Point labeling dataset excerpts
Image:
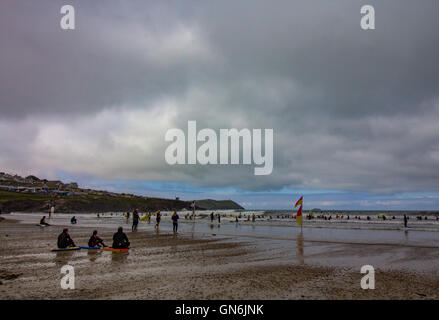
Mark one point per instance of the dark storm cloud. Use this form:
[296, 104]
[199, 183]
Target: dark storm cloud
[351, 109]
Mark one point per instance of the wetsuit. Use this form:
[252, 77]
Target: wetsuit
[175, 222]
[120, 241]
[135, 221]
[42, 222]
[65, 241]
[95, 241]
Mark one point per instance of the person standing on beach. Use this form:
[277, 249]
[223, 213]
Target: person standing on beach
[64, 240]
[95, 241]
[43, 221]
[157, 219]
[135, 220]
[120, 240]
[175, 218]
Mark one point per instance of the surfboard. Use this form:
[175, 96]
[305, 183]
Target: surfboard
[116, 250]
[65, 249]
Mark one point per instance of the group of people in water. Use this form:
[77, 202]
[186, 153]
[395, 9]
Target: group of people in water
[158, 217]
[120, 240]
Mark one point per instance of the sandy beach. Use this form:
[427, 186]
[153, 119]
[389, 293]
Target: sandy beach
[209, 266]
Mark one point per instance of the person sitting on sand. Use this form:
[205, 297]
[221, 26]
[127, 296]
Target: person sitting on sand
[43, 221]
[120, 240]
[95, 241]
[64, 240]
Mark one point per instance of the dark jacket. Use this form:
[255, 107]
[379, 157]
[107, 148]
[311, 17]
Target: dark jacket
[120, 240]
[65, 241]
[95, 241]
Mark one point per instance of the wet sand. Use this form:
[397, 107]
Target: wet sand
[207, 266]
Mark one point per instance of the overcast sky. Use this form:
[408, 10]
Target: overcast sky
[355, 113]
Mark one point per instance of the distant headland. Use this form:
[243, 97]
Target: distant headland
[32, 194]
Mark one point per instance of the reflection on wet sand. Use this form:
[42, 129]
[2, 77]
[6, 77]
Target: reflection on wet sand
[63, 257]
[300, 248]
[119, 257]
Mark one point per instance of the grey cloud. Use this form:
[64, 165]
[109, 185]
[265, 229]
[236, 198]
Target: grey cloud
[351, 109]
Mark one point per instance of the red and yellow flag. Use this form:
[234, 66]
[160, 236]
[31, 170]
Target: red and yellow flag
[299, 212]
[299, 202]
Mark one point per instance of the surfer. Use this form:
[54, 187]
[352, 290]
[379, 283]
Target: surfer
[135, 220]
[157, 219]
[95, 241]
[64, 240]
[120, 239]
[43, 221]
[175, 218]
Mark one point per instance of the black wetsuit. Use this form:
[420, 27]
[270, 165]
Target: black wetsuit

* **PROMPT**
Output the line holding "Mark one point per instance of the dark jacket.", then every later line through the end of the records above, exactly as given and nothing else.

* **EXERCISE OUTPUT**
Mark one point per instance of the dark jacket. Use this form:
[255, 107]
[379, 157]
[107, 148]
[311, 17]
Target: dark jacket
[120, 240]
[65, 241]
[95, 241]
Mark one point per instance of the wet sand. Use this form:
[397, 107]
Target: wet sand
[207, 266]
Mark one point per instance of the overcast sky. Use this form:
[408, 10]
Target: overcast sky
[355, 113]
Mark one point per instance of the distant headland. Use this form:
[243, 97]
Target: distant headland
[32, 194]
Mark one point per instance of the reflection on wet sand. Use this form:
[42, 129]
[2, 77]
[6, 77]
Target: reflection on wet sand
[63, 257]
[300, 248]
[119, 257]
Mark one point per instance of the grey cloud. Use this form:
[64, 165]
[109, 185]
[265, 229]
[236, 198]
Target: grey cloud
[351, 109]
Mark one point per instance of the red and yellow flag. Use this form:
[234, 66]
[160, 236]
[31, 170]
Target: red and yellow flag
[299, 212]
[299, 202]
Mark one point per instance of the surfer. Use this form:
[54, 187]
[352, 290]
[379, 283]
Target: surfer
[135, 220]
[157, 219]
[95, 241]
[64, 240]
[120, 239]
[43, 221]
[175, 218]
Mark one point per instance of the black wetsuit. Use this form:
[420, 27]
[270, 165]
Target: black wetsuit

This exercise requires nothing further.